Listed records:
• • • • • • •

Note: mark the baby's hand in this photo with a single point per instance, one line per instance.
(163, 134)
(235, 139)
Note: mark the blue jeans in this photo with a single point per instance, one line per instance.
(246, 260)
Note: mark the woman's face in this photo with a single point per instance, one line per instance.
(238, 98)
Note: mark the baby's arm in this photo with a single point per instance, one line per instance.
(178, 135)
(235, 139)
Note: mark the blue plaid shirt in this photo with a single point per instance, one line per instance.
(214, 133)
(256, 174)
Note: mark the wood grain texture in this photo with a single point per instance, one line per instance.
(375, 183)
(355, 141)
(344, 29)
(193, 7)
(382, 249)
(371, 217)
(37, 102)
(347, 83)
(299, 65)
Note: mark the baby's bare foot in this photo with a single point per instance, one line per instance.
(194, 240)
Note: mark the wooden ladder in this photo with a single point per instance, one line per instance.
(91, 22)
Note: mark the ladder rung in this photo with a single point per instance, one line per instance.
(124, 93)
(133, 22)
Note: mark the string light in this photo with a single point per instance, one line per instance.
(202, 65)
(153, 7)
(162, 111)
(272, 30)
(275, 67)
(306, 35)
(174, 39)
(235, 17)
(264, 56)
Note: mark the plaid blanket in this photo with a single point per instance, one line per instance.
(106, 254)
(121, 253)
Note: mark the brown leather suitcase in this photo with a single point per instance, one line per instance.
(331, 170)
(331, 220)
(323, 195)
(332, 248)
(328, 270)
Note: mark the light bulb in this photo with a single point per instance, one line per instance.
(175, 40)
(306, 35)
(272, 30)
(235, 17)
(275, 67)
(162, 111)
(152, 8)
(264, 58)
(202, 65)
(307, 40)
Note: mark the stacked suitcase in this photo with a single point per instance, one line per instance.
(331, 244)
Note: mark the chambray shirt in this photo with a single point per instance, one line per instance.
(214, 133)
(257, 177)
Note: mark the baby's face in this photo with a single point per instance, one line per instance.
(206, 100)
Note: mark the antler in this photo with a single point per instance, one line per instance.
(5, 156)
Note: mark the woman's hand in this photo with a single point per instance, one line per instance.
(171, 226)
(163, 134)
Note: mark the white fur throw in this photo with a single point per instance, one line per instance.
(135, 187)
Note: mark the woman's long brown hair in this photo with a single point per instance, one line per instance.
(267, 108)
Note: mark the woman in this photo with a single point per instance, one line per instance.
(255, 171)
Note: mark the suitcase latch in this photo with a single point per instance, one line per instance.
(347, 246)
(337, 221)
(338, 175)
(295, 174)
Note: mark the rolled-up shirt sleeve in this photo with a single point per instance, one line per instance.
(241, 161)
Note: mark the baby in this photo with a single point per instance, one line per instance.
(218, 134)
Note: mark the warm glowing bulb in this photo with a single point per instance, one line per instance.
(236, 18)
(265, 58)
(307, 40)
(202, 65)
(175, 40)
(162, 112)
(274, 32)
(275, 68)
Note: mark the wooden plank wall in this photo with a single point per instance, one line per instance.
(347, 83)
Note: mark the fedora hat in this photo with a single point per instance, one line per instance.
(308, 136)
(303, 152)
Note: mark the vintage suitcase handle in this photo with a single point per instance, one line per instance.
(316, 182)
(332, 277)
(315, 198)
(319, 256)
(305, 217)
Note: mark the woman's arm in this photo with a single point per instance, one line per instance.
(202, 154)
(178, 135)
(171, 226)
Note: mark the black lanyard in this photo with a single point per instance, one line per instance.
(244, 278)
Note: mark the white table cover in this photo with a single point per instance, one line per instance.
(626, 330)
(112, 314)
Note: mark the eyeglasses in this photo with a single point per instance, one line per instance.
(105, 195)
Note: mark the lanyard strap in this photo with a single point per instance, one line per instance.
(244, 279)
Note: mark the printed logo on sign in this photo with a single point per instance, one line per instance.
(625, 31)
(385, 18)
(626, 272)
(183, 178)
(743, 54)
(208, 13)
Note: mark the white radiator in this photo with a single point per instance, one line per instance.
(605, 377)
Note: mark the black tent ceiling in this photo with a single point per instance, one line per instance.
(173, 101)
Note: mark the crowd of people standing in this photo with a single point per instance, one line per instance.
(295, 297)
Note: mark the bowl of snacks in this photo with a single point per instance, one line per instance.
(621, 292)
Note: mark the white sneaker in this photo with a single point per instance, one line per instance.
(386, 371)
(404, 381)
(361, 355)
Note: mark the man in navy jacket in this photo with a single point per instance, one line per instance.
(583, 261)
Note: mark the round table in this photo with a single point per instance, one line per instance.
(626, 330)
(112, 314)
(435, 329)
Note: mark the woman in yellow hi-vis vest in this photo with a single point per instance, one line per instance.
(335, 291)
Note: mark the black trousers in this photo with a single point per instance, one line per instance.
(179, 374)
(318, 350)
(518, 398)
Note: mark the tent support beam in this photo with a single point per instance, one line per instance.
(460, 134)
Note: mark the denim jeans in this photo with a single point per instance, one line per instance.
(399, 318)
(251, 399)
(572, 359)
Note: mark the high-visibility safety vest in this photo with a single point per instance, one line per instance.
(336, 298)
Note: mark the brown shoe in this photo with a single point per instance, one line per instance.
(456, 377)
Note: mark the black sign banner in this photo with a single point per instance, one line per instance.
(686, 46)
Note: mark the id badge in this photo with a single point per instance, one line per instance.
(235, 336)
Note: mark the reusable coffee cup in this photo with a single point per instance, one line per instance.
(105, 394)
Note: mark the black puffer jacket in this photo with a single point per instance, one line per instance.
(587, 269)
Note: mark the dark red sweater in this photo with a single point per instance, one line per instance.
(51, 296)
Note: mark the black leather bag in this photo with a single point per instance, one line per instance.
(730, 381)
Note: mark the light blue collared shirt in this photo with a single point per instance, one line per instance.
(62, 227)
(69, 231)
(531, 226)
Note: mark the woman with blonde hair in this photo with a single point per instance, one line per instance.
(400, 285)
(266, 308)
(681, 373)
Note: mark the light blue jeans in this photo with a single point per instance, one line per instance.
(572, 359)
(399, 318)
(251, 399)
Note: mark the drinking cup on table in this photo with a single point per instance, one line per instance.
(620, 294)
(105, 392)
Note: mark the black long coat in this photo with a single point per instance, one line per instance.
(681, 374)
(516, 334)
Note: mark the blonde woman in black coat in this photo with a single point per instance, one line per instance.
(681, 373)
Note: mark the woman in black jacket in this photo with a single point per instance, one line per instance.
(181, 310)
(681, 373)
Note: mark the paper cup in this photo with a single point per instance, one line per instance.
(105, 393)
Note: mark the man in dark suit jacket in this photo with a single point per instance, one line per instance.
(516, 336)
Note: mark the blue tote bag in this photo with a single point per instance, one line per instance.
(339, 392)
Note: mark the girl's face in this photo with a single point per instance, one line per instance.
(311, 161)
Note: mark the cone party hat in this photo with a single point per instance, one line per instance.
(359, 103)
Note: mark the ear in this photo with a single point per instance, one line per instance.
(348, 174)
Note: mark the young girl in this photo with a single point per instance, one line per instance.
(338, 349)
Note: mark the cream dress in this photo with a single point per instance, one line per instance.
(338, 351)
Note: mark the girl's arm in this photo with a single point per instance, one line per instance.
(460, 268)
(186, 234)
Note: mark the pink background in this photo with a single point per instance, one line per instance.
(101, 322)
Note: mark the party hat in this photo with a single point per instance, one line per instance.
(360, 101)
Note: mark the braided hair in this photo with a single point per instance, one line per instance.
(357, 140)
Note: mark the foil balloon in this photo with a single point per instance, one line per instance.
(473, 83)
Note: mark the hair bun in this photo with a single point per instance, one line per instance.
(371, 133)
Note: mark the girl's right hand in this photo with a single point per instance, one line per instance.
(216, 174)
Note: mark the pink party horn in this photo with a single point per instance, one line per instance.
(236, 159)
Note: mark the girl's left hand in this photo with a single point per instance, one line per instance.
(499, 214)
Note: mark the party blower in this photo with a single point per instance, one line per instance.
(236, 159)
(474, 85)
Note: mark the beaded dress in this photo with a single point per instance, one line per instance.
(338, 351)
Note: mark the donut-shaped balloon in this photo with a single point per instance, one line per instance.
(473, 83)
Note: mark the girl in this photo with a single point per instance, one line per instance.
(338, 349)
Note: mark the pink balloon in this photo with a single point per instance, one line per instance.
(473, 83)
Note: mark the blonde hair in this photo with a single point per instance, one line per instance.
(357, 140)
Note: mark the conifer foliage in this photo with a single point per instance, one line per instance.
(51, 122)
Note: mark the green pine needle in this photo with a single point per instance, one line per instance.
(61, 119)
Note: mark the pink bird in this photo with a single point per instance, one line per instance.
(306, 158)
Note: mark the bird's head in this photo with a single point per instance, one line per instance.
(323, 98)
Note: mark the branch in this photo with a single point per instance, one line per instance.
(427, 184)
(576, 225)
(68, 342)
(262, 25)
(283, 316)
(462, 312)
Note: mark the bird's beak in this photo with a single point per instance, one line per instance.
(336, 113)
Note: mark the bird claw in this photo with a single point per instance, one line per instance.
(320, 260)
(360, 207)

• • • • • • •

Problem requirements:
Write out, word for word, every line from the one containing "Note: mark the party blower" through the last line of the records above.

Answer to the problem:
Note: mark the party blower in this photo with a single point per instance, one line per instance.
(236, 159)
(474, 85)
Note: mark the beaded dress in this photo with a single point per instance, one line per instance.
(338, 351)
Note: mark the donut-shaped balloon in this photo with a single point per instance, one line per instance.
(473, 83)
Note: mark the girl in this photo with a single point per instance, one line per instance.
(338, 349)
Note: mark the pink balloon in this photo with a single point per instance, one line per instance.
(473, 83)
Note: mark the blonde hair in this photo with a single point per instance, one line per instance.
(357, 140)
Note: mark the conifer foliage in this photo with a single point per instance, one line per instance.
(51, 122)
Note: mark the green pine needle in this photo with a single point per instance, one line per instance.
(61, 119)
Note: mark the pink bird in this photo with a single point per instance, one line per instance.
(306, 158)
Note: mark the bird's head in this photo with a single point per instance, one line per instance.
(323, 98)
Note: mark the branch in this photo with a single point per instance, one line per instance.
(427, 184)
(576, 225)
(68, 342)
(262, 25)
(283, 316)
(462, 312)
Note: mark the bird's beak in this photo with a single point per instance, one line per instance.
(336, 113)
Note: mark the bird claw in this photo with a single point per instance, one line per instance.
(320, 260)
(360, 207)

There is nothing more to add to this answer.